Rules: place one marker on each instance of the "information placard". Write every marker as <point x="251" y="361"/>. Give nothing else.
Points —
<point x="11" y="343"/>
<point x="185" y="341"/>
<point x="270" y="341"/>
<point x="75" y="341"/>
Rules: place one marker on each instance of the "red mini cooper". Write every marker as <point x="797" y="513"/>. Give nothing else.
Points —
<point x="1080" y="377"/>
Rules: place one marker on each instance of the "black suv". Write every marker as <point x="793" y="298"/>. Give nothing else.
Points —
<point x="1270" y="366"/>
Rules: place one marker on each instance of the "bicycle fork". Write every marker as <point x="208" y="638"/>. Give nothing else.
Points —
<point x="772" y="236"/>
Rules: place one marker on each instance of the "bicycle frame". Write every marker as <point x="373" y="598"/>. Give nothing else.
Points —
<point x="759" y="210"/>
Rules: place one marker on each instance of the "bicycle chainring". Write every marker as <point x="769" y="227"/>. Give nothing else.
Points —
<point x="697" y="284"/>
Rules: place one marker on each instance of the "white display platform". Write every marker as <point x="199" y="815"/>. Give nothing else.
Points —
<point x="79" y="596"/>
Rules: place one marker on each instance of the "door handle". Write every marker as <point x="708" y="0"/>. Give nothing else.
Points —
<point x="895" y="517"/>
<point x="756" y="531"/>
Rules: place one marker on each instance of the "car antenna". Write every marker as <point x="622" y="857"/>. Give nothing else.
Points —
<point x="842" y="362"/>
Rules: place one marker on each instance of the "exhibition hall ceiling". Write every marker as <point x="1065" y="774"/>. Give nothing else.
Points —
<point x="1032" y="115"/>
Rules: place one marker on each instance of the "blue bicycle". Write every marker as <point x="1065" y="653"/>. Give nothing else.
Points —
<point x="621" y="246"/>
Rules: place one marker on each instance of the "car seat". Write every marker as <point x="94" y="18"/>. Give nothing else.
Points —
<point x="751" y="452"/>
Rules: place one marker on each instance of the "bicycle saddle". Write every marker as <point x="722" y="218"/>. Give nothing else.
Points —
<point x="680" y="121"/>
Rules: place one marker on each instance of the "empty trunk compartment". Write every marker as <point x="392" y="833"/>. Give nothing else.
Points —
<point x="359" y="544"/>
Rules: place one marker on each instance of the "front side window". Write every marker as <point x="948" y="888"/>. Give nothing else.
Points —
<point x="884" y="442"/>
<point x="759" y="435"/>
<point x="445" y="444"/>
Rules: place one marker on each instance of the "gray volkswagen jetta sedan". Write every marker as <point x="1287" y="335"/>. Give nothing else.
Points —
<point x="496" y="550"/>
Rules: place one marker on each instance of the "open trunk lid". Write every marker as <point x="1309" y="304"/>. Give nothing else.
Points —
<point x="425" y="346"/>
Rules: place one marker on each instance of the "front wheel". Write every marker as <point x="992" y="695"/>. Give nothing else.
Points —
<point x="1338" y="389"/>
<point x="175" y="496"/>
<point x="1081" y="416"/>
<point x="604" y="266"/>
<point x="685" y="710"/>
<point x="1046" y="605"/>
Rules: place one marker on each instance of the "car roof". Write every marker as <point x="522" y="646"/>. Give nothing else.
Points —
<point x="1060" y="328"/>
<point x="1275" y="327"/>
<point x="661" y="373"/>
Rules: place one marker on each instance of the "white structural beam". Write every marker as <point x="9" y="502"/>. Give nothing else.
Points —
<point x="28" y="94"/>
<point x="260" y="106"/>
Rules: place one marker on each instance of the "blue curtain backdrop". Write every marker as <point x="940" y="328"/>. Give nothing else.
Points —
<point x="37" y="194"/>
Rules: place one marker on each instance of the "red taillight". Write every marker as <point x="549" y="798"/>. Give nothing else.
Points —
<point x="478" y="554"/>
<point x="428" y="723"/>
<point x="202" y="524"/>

# Task item:
Show the lines of the material that contain the word "blue".

# Exercise output:
Rules: place one marker on each instance of the "blue bicycle". Write every marker as <point x="1065" y="653"/>. Give nothing else.
Rules: place one marker on each instance of the "blue curtain backdrop". Write every marker as <point x="940" y="328"/>. Give nothing else.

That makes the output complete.